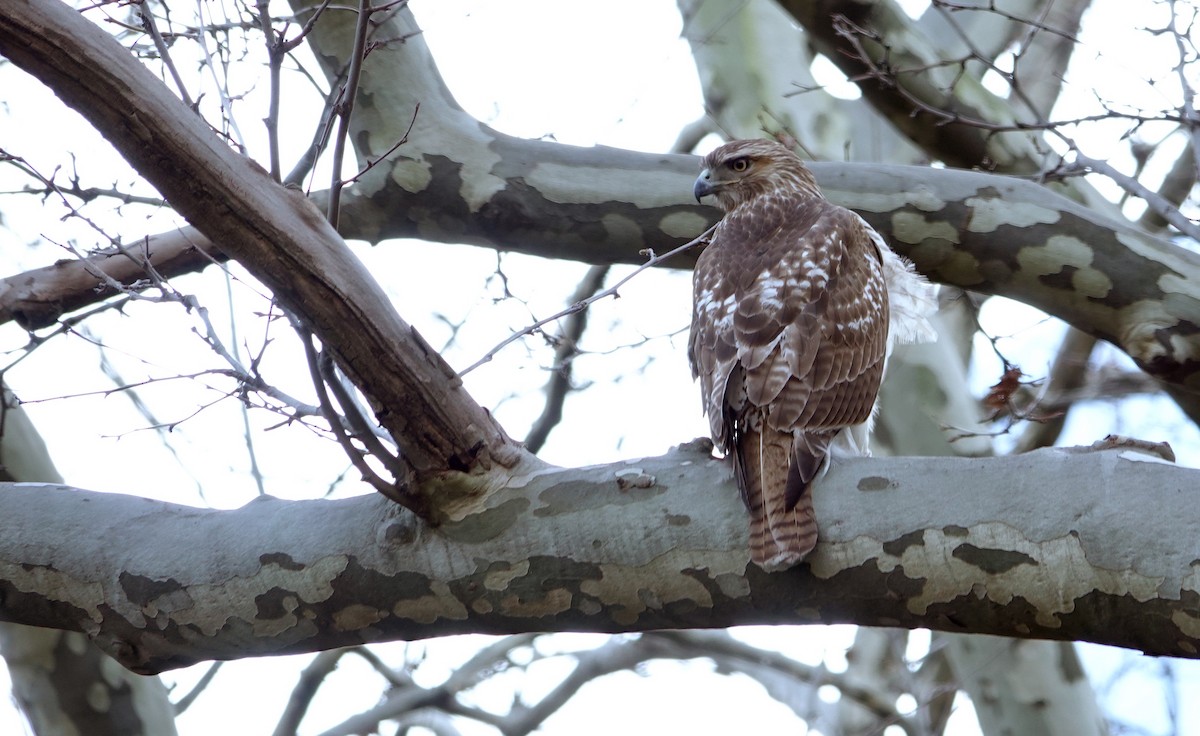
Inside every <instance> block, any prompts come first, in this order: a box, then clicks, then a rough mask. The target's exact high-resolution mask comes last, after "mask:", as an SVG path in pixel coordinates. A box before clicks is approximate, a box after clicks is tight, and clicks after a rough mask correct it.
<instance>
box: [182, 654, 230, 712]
mask: <svg viewBox="0 0 1200 736" xmlns="http://www.w3.org/2000/svg"><path fill="white" fill-rule="evenodd" d="M223 664H224V663H223V662H214V663H212V664H211V665H209V669H206V670H204V675H203V676H200V680H199V681H198V682H197V683H196V687H193V688H192V689H191V690H188V692H187V693H186V694H185V695H184V696H182V698H180V699H179V700H176V701H175V702H174V706H175V714H176V716H179V714H180V713H182V712H184V711H186V710H187V708H188V707H191V705H192V704H193V702H196V699H197V698H199V696H200V694H202V693H204V690H205V688H208V687H209V684H211V683H212V678H214V677H216V676H217V671H218V670H220V669H221V665H223Z"/></svg>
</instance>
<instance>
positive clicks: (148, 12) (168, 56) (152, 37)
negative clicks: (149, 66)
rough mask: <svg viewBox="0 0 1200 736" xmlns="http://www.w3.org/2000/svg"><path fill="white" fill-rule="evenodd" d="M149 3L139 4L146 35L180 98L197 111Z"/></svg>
mask: <svg viewBox="0 0 1200 736" xmlns="http://www.w3.org/2000/svg"><path fill="white" fill-rule="evenodd" d="M148 6H149V2H146V0H142V1H140V2H138V14H139V16H140V17H142V28H143V29H145V31H146V35H148V36H150V40H151V41H154V47H155V48H156V49H157V50H158V59H160V60H161V61H162V64H163V66H166V67H167V72H168V73H169V74H170V78H172V79H174V82H175V88H176V89H179V97H180V98H181V100H182V101H184V104H186V106H187V107H190V108H192V109H196V104H194V103H193V102H192V97H191V96H190V95H188V94H187V86H185V85H184V78H182V77H180V76H179V70H176V68H175V62H174V61H173V60H172V58H170V49H169V48H167V43H166V42H164V41H163V40H162V34H160V32H158V26H157V24H155V20H154V13H152V12H151V11H150V8H149V7H148Z"/></svg>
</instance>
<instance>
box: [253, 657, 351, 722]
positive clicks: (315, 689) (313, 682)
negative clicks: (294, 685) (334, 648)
mask: <svg viewBox="0 0 1200 736" xmlns="http://www.w3.org/2000/svg"><path fill="white" fill-rule="evenodd" d="M348 651H349V650H330V651H328V652H320V653H319V654H317V656H316V657H313V660H312V662H310V663H308V666H306V668H305V669H304V671H302V672H300V680H299V681H298V682H296V687H294V688H292V696H290V698H288V705H287V706H286V707H284V708H283V714H282V716H280V722H278V724H276V726H275V731H272V736H295V732H296V731H298V730H299V728H300V722H301V720H304V717H305V714H306V713H307V712H308V706H310V705H312V699H313V698H314V696H316V695H317V690H318V689H319V688H320V686H322V683H324V682H325V678H326V677H329V675H330V672H332V671H334V669H335V668H337V660H338V659H341V658H342V657H343V656H344V654H346V653H347V652H348Z"/></svg>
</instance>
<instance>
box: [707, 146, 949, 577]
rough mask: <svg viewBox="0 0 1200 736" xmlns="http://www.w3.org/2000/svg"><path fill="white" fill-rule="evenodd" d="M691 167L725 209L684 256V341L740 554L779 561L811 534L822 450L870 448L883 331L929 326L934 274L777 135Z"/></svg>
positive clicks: (729, 146)
mask: <svg viewBox="0 0 1200 736" xmlns="http://www.w3.org/2000/svg"><path fill="white" fill-rule="evenodd" d="M703 167H704V169H703V172H701V174H700V176H698V178H697V179H696V185H695V189H694V193H695V195H696V199H697V201H700V198H701V197H704V196H707V195H713V196H715V197H716V202H718V204H719V205H720V207H721V209H724V210H725V217H724V219H722V220H721V221H720V222H719V223H718V226H716V229H715V231H714V232H713V235H712V240H710V243H709V244H708V246H707V247H706V249H704V251H703V252H702V253H701V255H700V259H698V261H697V262H696V270H695V275H694V282H692V283H694V295H695V303H694V307H692V316H691V337H690V340H689V345H688V352H689V358H690V360H691V370H692V375H694V377H697V378H700V384H701V391H702V401H703V408H704V412H706V413H707V414H708V420H709V426H710V429H712V433H713V441H714V442H715V444H716V447H718V448H720V450H721V451H722V453H725V455H726V456H730V457H732V459H733V469H734V478H736V480H737V484H738V489H739V490H740V492H742V499H743V501H744V502H745V504H746V508H748V509H749V510H750V556H751V560H752V561H754V562H755V563H756V564H758V566H760V567H762V568H763V569H766V570H776V569H784V568H788V567H792V566H794V564H797V563H798V562H800V560H803V558H804V556H805V555H808V554H809V551H811V550H812V547H814V545H816V540H817V525H816V520H815V519H814V515H812V495H811V493H810V492H809V486H810V485H811V483H812V480H814V479H815V478H816V477H817V475H818V474H820V473H821V472H822V469H823V468H824V467H826V463H827V459H828V456H829V455H830V453H833V454H835V455H865V454H869V450H868V445H866V435H868V432H869V431H870V425H871V421H872V418H874V413H875V401H876V396H877V394H878V390H880V382H881V379H882V378H883V366H884V364H886V363H887V357H888V353H889V351H890V347H892V343H893V342H894V341H895V340H896V339H898V337H899V339H901V340H905V341H917V340H922V339H929V337H930V336H931V334H932V328H931V327H930V324H929V322H928V321H926V318H925V316H926V315H928V313H931V312H932V310H934V300H932V287H931V286H930V285H929V282H926V281H925V280H924V279H922V277H920V276H918V275H917V274H916V273H914V271H913V270H912V267H911V265H910V264H908V262H907V261H904V259H901V258H900V257H899V256H896V255H894V253H893V252H892V250H890V249H888V246H887V244H886V243H884V241H883V239H882V238H881V237H880V234H878V233H876V232H875V231H874V229H872V228H871V226H869V225H868V223H866V221H864V220H863V219H862V217H859V216H858V215H857V214H854V213H852V211H851V210H847V209H845V208H841V207H838V205H835V204H833V203H830V202H829V201H827V199H826V198H824V197H823V196H822V195H821V191H820V190H818V189H817V185H816V180H815V179H814V178H812V174H811V173H810V172H809V169H808V168H806V167H805V166H804V164H803V163H802V162H800V160H799V158H798V157H797V156H796V155H794V154H792V152H791V151H790V150H787V149H786V148H784V146H782V145H779V144H778V143H773V142H769V140H734V142H732V143H727V144H725V145H722V146H720V148H718V149H716V150H714V151H713V152H712V154H709V155H708V156H706V157H704V162H703ZM889 294H890V299H889ZM889 322H890V329H889Z"/></svg>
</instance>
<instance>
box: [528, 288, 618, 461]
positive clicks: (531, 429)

======

Here the job is to repeat the entries verbatim while leaving all pictures out.

Response for this exercise =
Inside every <instance> block, any prompts come first, in this order: a box, then clicks, then a rough mask. The target's exact high-resolution mask comes last, after "mask:", as an SVG path in pixel coordinates. A box before clicks is approximate, a box after clicks is tight, and clicks after a rough mask correct it.
<instance>
box: [182, 654, 230, 712]
mask: <svg viewBox="0 0 1200 736" xmlns="http://www.w3.org/2000/svg"><path fill="white" fill-rule="evenodd" d="M223 664H224V663H223V662H214V663H212V664H211V665H209V669H206V670H204V675H203V676H200V680H199V681H198V682H197V683H196V687H193V688H192V689H191V690H188V692H187V693H186V694H185V695H184V696H182V698H180V699H179V700H176V701H175V702H174V706H175V714H176V716H179V714H180V713H182V712H184V711H186V710H187V708H188V707H191V705H192V704H193V702H196V699H197V698H199V696H200V694H202V693H204V690H205V688H208V687H209V684H211V683H212V678H214V677H216V676H217V671H218V670H220V669H221V665H223Z"/></svg>
</instance>
<instance>
positive clicks: (148, 12) (168, 56) (152, 37)
negative clicks: (149, 66)
rough mask: <svg viewBox="0 0 1200 736" xmlns="http://www.w3.org/2000/svg"><path fill="white" fill-rule="evenodd" d="M149 3L139 4L146 35L180 98L197 111Z"/></svg>
mask: <svg viewBox="0 0 1200 736" xmlns="http://www.w3.org/2000/svg"><path fill="white" fill-rule="evenodd" d="M148 6H149V2H146V0H142V1H140V2H138V14H139V16H140V17H142V28H143V29H145V31H146V35H148V36H150V40H151V41H154V47H155V48H156V49H157V50H158V59H160V60H161V61H162V64H163V66H166V67H167V72H168V73H169V74H170V78H172V79H174V82H175V88H176V89H179V97H180V98H181V100H182V101H184V104H186V106H187V107H190V108H192V109H196V104H194V103H193V102H192V97H191V96H190V95H188V94H187V86H185V85H184V78H182V77H180V76H179V70H176V68H175V62H174V61H173V60H172V58H170V49H169V48H167V43H166V42H164V41H163V40H162V34H160V32H158V26H157V24H155V20H154V13H152V12H151V11H150V8H149V7H148Z"/></svg>
</instance>
<instance>
box: [253, 657, 351, 722]
positive clicks: (315, 689) (313, 682)
negative clicks: (294, 685) (334, 648)
mask: <svg viewBox="0 0 1200 736" xmlns="http://www.w3.org/2000/svg"><path fill="white" fill-rule="evenodd" d="M348 651H349V650H330V651H328V652H320V653H319V654H317V656H316V657H313V660H312V662H310V663H308V666H306V668H305V669H304V671H302V672H300V680H299V681H298V682H296V687H294V688H292V696H290V698H288V705H287V706H286V707H284V708H283V714H282V716H280V722H278V724H276V726H275V731H272V736H295V732H296V731H298V730H299V728H300V722H301V720H304V717H305V714H306V713H307V712H308V706H310V705H312V699H313V698H314V696H316V695H317V690H318V689H319V688H320V686H322V683H324V682H325V678H326V677H329V675H330V672H332V671H334V669H335V668H337V660H338V659H341V658H342V657H343V656H344V654H346V653H347V652H348Z"/></svg>
</instance>
<instance>
box: [707, 146, 949, 577]
rough mask: <svg viewBox="0 0 1200 736" xmlns="http://www.w3.org/2000/svg"><path fill="white" fill-rule="evenodd" d="M691 167L725 209L684 256V341L740 554L779 561L811 534L822 450L870 448L883 331L929 326L934 274L777 135Z"/></svg>
positive clicks: (729, 146)
mask: <svg viewBox="0 0 1200 736" xmlns="http://www.w3.org/2000/svg"><path fill="white" fill-rule="evenodd" d="M703 167H704V169H703V172H701V174H700V176H698V178H697V179H696V185H695V189H694V193H695V195H696V199H697V201H700V198H701V197H704V196H707V195H713V196H715V197H716V202H718V204H719V205H720V207H721V209H724V210H725V217H724V219H722V220H721V221H720V222H719V223H718V226H716V229H715V231H714V232H713V235H712V240H710V243H709V244H708V246H707V247H706V249H704V251H703V252H702V253H701V255H700V259H698V261H697V262H696V270H695V275H694V282H692V283H694V295H695V303H694V307H692V316H691V337H690V340H689V345H688V352H689V358H690V360H691V370H692V375H694V377H697V378H700V384H701V391H702V401H703V408H704V412H706V413H707V414H708V420H709V426H710V429H712V433H713V441H714V442H715V444H716V447H718V448H720V450H721V451H722V453H725V455H726V456H730V457H732V459H733V469H734V478H736V480H737V484H738V489H739V490H740V492H742V499H743V501H744V502H745V504H746V508H748V509H749V510H750V556H751V560H752V561H754V562H755V563H756V564H758V566H760V567H762V568H763V569H766V570H776V569H784V568H788V567H792V566H794V564H797V563H798V562H800V560H803V558H804V556H805V555H808V554H809V551H811V550H812V547H814V545H816V540H817V525H816V520H815V519H814V515H812V495H811V493H810V492H809V486H810V485H811V483H812V480H814V479H815V478H816V477H817V475H818V474H820V473H821V472H822V469H823V468H824V467H826V463H827V459H828V456H829V455H830V453H833V454H835V455H865V454H869V450H868V445H866V435H868V432H869V431H870V425H871V421H872V418H874V413H875V401H876V396H877V394H878V390H880V382H881V379H882V378H883V366H884V364H886V363H887V357H888V353H889V351H890V347H892V343H893V342H894V341H895V340H896V339H898V337H899V339H901V340H905V341H917V340H922V339H929V337H930V336H931V334H932V328H931V327H930V324H929V322H928V321H926V318H925V316H926V315H928V313H931V312H932V310H934V300H932V287H931V286H930V285H929V282H926V281H925V280H924V279H922V277H920V276H918V275H917V274H916V273H914V271H913V270H912V267H911V265H910V264H908V262H907V261H904V259H901V258H900V257H899V256H896V255H894V253H893V252H892V250H890V249H888V246H887V244H886V243H884V241H883V239H882V238H881V237H880V234H878V233H876V232H875V231H874V229H872V228H871V226H869V225H868V223H866V221H864V220H863V219H862V217H859V216H858V215H857V214H854V213H852V211H851V210H847V209H845V208H841V207H838V205H835V204H833V203H830V202H829V201H827V199H826V198H824V197H823V196H822V195H821V191H820V190H818V189H817V185H816V180H815V179H814V178H812V174H811V173H810V172H809V169H808V168H806V167H805V166H804V164H803V163H802V162H800V160H799V158H798V157H797V156H796V155H794V154H792V152H791V151H790V150H787V149H786V148H784V146H782V145H779V144H778V143H773V142H769V140H734V142H732V143H727V144H725V145H722V146H720V148H718V149H716V150H714V151H713V152H712V154H709V155H708V156H706V157H704V162H703ZM889 294H890V299H889ZM889 322H890V329H889Z"/></svg>
</instance>
<instance>
box: [528, 288, 618, 461]
positive clicks: (531, 429)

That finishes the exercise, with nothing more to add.